Segment Start: GIVEN ENTRIES

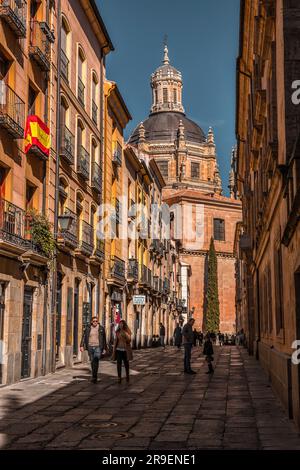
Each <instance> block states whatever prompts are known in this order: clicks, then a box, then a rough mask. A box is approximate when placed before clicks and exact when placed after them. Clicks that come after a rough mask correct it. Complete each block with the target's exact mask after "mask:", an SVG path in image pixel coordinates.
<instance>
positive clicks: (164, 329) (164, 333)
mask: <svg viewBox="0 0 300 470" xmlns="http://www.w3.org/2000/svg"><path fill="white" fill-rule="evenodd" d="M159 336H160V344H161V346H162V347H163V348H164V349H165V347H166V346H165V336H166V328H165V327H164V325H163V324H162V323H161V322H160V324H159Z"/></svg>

Segment End: GIVEN ENTRIES
Segment Start: GIVEN ENTRIES

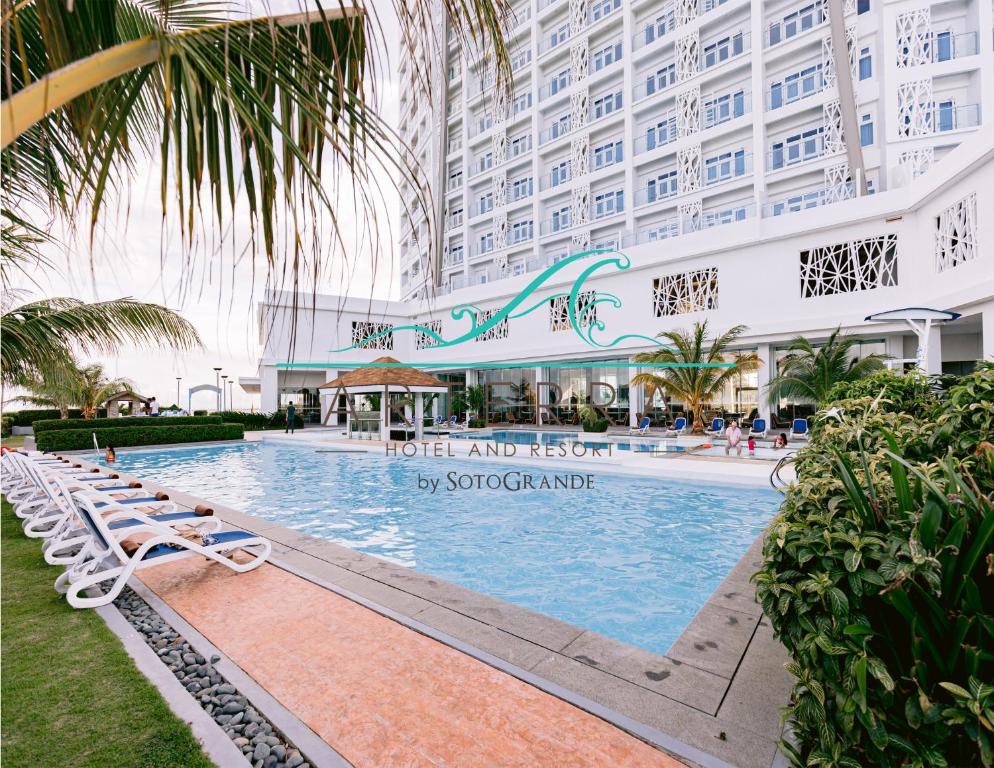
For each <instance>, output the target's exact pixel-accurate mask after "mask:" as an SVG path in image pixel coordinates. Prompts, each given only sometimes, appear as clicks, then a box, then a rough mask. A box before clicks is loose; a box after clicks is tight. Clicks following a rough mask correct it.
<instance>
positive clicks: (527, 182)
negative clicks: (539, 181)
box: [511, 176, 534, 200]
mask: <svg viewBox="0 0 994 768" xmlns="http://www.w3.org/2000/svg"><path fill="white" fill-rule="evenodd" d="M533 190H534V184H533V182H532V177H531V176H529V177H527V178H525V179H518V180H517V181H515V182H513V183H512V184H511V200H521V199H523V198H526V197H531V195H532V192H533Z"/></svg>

Segment End: GIVEN ENTRIES
Segment Start: GIVEN ENTRIES

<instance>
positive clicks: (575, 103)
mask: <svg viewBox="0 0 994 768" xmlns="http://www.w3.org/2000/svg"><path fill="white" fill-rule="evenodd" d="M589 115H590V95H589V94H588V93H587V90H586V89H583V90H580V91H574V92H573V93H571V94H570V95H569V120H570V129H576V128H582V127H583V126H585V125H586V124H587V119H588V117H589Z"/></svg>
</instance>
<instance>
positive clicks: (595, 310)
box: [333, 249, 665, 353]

Segment End: GIVEN ENTRIES

• ASSIGNMENT: For the material above, reproduce exactly the lines from the line with "positive clicks: (575, 103)" to the line with "box: [333, 249, 665, 353]", inclusive, and exclude all others.

• YOUR RESPONSE:
positive clicks: (575, 103)
mask: <svg viewBox="0 0 994 768" xmlns="http://www.w3.org/2000/svg"><path fill="white" fill-rule="evenodd" d="M589 115H590V95H589V94H588V93H587V90H586V89H583V90H580V91H574V92H573V93H571V94H570V95H569V120H570V129H576V128H582V127H583V126H585V125H586V124H587V119H588V117H589Z"/></svg>
</instance>
<instance>
positive clicks: (595, 310)
box: [333, 249, 665, 353]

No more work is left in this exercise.